Over opposition from media groups and citizen activists, a Florida Senate panel Tuesday approved new limits on public records requests that stem from the town of Gulf Stream’s costly clash with millionaire resident Martin O’Boyle.
The legislation (SB 1220) would let judges decide whether to award attorney fees in lawsuits seeking public records. The law now requires judges to order a government to pay court costs and attorney fees if they find the government unlawfully refused access to a public record.
Governments argue that a “cottage industry” of lawyers has emerged built around filing records requests and then suing when they’re not fulfilled quickly.
Cities and counties tend to settle, steering thousands of dollars to these law firms rather than engage in a lengthy courtroom fight.
“This is a very real problem in this state,” said Casey Cook, with the Florida League of Cities.
But open government advocates say the legislation will severely damage Florida’s public records law. Few attorneys would be willing to represent the public or news organizations in a public records challenge if there was a chance they couldn’t recoup fees.
“It punishes all of us because of the bad actions of a few,” said Barbara Petersen, president of the First Amendment Foundation, a media-financed non-profit, whose supporters include The Palm Beach Post.
But Sen. Alan Hays, R-Umatilla, said he was confident the bill retained sufficient safeguards.
Under the measure, a lawsuit could not be filed until at least five business days lapsed from the time the records were sought. And a judge could still award attorneys’ fees if a request was ignored or stalled.
“All this does is stop the abuse of some lawyers,” Hays said.
The Senate Governmental Oversight and Accountability Committee voted 3-0 to approve the legislation after heated testimony from both sides. Among those calling for the bill was Robert Ganger, vice mayor of Gulf Stream, which has endured a long siege by O’Boyle, a town resident.
Ganger said the small beachfront town in southern Palm Beach County has been hit with 2,500 records requests and 46 lawsuits over the past two years. Gulf Stream’s four town employees, who handle the requests, have been overwhelmed, he said.

SUPPLIED DATA:
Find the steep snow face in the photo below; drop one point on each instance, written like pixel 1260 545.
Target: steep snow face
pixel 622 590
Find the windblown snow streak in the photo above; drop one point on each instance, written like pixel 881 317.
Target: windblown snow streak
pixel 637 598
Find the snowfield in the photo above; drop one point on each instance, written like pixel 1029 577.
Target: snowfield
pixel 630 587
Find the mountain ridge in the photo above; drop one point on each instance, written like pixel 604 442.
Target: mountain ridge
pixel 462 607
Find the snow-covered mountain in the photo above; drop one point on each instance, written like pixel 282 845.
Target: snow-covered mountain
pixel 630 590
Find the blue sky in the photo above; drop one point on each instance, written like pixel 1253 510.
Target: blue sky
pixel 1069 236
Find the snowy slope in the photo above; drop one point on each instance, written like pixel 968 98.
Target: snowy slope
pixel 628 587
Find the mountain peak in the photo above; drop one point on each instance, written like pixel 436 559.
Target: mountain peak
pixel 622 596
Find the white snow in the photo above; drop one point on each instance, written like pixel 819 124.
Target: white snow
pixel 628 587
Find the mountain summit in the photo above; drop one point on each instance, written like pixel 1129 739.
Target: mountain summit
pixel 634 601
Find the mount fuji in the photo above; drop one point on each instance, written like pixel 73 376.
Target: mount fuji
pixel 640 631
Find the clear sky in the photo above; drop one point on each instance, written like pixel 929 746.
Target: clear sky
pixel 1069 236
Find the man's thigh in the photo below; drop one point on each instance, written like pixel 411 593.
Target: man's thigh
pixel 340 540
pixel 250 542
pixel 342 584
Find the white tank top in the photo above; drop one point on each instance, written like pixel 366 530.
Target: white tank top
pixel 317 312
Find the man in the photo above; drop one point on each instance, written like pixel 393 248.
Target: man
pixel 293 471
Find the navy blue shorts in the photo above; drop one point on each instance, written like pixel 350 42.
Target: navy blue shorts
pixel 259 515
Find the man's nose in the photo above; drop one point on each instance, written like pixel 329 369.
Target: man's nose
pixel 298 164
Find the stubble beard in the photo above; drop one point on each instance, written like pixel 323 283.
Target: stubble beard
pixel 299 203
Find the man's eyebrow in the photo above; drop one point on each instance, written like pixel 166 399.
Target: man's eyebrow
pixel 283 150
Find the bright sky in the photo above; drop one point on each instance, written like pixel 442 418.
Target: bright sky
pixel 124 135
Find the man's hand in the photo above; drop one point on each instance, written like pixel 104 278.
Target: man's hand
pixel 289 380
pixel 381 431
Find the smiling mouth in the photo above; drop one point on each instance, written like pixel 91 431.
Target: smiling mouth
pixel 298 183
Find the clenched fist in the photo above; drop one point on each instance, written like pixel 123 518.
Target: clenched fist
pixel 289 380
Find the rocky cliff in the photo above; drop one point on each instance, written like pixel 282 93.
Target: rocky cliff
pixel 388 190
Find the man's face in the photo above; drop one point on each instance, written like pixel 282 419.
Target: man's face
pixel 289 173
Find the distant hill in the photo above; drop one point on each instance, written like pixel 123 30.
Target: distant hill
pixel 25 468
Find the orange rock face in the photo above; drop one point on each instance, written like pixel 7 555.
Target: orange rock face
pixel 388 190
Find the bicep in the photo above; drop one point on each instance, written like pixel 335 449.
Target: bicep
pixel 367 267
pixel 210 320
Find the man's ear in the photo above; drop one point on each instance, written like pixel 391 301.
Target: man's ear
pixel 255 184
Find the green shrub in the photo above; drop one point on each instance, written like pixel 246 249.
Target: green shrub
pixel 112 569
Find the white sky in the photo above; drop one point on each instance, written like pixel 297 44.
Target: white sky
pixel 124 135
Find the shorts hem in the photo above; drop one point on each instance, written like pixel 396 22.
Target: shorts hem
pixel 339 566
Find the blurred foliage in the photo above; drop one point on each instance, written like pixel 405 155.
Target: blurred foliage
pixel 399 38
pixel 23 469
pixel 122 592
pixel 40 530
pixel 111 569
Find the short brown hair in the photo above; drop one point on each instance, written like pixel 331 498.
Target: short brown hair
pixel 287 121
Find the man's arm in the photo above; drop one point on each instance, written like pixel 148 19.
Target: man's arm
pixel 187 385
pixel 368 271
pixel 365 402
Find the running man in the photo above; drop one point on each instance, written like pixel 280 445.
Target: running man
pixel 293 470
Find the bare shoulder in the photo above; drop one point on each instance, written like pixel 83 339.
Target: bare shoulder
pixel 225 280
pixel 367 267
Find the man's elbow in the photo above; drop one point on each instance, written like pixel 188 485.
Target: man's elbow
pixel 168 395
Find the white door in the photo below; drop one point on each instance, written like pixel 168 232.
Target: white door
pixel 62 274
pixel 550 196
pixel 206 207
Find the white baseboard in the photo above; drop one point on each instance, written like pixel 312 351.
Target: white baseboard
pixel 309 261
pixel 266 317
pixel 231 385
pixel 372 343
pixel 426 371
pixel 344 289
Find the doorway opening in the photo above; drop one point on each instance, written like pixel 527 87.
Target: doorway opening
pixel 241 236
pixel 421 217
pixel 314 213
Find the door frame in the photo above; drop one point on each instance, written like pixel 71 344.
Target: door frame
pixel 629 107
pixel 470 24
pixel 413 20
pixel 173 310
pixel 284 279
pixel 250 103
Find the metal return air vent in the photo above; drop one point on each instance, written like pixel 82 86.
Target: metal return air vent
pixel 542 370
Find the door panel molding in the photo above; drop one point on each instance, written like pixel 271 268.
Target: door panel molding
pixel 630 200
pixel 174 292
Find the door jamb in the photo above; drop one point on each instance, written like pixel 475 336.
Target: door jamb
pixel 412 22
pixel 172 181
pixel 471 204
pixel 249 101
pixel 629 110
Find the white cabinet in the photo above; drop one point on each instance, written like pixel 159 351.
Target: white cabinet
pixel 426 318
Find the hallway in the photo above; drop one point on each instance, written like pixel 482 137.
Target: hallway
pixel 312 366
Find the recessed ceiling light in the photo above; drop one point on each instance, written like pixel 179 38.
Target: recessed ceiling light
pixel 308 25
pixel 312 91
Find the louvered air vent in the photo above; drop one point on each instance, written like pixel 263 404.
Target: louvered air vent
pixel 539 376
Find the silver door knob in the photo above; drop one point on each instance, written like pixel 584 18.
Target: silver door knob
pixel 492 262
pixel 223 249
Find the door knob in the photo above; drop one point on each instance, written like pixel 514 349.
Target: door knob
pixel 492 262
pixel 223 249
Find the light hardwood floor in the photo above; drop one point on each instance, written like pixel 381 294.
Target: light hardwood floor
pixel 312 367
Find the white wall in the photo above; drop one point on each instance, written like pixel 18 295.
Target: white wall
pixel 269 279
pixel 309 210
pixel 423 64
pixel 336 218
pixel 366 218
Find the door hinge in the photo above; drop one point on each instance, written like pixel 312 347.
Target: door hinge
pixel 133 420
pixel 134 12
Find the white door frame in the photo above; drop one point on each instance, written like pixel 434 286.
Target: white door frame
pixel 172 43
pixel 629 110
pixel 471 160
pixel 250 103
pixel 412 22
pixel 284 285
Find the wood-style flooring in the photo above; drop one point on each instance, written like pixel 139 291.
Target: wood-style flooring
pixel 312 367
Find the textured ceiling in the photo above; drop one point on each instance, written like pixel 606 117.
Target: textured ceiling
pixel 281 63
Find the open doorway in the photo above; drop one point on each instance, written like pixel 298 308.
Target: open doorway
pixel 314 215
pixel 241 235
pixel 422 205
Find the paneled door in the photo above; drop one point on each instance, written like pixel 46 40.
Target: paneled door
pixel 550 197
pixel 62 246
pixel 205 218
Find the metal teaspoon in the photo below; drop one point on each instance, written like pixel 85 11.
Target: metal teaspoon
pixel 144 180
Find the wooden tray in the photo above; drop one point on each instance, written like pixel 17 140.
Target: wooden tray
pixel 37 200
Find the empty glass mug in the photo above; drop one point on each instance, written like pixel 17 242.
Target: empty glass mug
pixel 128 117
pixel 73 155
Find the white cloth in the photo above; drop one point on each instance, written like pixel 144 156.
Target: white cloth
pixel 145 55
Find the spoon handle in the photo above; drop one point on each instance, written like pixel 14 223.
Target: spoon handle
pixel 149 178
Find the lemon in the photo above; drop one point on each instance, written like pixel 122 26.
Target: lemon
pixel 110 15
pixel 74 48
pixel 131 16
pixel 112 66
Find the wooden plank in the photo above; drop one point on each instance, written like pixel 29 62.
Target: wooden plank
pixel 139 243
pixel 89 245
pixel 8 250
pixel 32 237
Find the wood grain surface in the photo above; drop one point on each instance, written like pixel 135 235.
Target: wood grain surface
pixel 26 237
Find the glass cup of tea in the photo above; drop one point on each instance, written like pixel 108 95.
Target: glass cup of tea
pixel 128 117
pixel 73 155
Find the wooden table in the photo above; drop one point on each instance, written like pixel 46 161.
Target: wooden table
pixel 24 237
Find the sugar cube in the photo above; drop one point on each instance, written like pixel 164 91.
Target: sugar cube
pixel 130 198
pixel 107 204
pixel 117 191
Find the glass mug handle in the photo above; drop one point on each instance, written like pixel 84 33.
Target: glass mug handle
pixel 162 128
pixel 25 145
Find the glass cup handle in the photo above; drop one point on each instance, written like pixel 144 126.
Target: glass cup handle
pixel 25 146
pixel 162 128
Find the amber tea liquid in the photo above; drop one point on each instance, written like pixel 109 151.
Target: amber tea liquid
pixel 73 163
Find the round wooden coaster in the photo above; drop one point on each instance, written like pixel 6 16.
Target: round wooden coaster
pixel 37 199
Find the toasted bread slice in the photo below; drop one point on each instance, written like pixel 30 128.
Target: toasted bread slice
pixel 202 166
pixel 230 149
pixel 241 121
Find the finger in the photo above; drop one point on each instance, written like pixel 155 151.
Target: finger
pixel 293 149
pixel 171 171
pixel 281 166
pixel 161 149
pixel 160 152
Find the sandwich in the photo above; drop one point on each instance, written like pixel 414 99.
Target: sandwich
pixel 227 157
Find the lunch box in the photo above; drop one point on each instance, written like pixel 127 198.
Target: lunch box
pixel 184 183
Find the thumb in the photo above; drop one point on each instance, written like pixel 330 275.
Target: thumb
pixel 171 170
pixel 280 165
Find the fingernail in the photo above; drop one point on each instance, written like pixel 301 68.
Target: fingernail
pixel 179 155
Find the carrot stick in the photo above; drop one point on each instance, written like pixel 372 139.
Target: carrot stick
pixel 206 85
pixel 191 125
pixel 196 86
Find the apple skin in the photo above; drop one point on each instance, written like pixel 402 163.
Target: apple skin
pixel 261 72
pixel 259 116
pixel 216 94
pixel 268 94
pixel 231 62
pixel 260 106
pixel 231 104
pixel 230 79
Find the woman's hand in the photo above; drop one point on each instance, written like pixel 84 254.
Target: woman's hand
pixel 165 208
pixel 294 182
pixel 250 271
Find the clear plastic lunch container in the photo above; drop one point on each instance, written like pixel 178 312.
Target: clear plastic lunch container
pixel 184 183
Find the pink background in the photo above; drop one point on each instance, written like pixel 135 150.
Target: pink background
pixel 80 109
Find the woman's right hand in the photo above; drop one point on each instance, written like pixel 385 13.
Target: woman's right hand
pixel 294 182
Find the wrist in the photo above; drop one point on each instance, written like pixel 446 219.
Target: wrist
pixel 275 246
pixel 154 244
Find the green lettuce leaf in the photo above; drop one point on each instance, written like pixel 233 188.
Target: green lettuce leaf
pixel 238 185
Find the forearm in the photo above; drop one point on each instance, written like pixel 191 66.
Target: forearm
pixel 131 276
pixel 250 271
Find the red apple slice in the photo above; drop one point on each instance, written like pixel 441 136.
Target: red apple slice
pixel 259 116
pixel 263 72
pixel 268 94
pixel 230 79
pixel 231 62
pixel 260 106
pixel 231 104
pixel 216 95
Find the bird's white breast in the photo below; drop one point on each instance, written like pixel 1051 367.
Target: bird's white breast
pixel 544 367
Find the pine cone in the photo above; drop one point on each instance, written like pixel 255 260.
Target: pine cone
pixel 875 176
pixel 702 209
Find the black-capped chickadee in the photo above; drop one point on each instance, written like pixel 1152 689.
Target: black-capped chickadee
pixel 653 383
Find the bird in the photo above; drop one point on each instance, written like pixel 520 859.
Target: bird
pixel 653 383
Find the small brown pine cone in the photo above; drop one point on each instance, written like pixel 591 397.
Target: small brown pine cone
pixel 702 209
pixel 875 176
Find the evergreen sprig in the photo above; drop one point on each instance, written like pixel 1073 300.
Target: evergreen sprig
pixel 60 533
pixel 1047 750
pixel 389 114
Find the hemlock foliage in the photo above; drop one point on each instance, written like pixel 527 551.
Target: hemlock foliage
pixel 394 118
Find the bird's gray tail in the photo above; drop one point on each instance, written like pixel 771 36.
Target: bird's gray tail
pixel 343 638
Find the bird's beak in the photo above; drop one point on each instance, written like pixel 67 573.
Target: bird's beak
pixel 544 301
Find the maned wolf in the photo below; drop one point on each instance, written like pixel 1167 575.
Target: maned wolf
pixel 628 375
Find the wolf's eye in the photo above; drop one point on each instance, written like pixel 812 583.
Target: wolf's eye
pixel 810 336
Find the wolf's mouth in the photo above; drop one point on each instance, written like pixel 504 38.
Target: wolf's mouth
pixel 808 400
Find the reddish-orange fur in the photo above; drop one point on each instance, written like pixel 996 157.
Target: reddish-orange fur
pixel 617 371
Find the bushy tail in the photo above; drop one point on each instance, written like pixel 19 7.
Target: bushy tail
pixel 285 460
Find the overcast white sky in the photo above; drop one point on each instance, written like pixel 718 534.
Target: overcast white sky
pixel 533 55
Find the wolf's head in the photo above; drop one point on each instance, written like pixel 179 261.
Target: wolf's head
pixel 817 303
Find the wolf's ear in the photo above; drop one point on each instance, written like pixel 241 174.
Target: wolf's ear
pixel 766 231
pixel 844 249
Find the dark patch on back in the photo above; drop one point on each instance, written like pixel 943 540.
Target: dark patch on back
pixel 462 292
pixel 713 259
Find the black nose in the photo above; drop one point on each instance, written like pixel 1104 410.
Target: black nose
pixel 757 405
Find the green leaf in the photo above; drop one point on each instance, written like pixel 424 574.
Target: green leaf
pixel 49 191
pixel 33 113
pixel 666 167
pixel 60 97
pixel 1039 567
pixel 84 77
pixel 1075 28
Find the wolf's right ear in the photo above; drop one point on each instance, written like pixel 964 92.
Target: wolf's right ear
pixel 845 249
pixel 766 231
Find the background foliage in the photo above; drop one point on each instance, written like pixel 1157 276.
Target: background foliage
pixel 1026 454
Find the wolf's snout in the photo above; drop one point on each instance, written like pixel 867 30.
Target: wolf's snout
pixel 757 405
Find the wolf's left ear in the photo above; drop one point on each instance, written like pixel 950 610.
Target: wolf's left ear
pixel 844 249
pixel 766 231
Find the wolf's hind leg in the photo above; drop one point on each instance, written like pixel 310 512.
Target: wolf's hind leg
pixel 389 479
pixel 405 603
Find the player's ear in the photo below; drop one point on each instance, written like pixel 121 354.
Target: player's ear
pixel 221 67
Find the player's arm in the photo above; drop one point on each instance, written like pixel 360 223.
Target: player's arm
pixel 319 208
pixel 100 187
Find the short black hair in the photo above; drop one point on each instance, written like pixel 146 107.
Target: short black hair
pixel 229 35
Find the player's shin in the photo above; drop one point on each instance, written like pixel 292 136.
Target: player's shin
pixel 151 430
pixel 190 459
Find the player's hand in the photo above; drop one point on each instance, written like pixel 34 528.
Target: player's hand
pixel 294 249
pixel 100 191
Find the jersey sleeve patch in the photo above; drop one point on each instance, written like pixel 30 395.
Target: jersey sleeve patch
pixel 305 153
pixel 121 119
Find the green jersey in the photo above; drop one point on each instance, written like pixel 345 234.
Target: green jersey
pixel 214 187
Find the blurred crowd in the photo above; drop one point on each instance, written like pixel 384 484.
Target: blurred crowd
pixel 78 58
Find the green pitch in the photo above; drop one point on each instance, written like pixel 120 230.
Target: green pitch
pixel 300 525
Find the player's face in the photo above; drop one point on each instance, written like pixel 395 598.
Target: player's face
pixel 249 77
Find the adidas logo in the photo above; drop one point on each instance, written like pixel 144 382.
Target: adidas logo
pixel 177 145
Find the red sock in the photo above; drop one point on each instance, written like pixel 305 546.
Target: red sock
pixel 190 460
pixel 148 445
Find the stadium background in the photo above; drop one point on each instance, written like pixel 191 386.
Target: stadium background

TASK REQUIREMENTS:
1. Answer these questions about the public records article:
(a) What is the bill number of the legislation?
(b) How many business days would have to pass after records were sought before a lawsuit could be filed?
(c) What was the committee's vote on the legislation?
2. From the listing, print the lines starting at the line that contains "Find the player's hand" and stopping after the line that contains "pixel 78 58", both of those lines included.
The article and the listing were drawn from separate sources.

PROBLEM SOLUTIONS:
1.
(a) SB 1220
(b) At least five business days
(c) 3-0

2.
Find the player's hand in the photo above; drop one point on each instance, written like pixel 34 528.
Target: player's hand
pixel 294 249
pixel 100 191
Find the jersey sleeve patch in the photo above; drop one point on each instance, written like pixel 30 395.
Target: jersey sleeve patch
pixel 305 153
pixel 121 119
Find the green jersey in the photo above; drop one point on each instance, written like pixel 345 234.
Target: green jersey
pixel 214 187
Find the blurred crowd in the photo above; drop one point on each instance, written like pixel 384 484.
Target: blurred crowd
pixel 78 58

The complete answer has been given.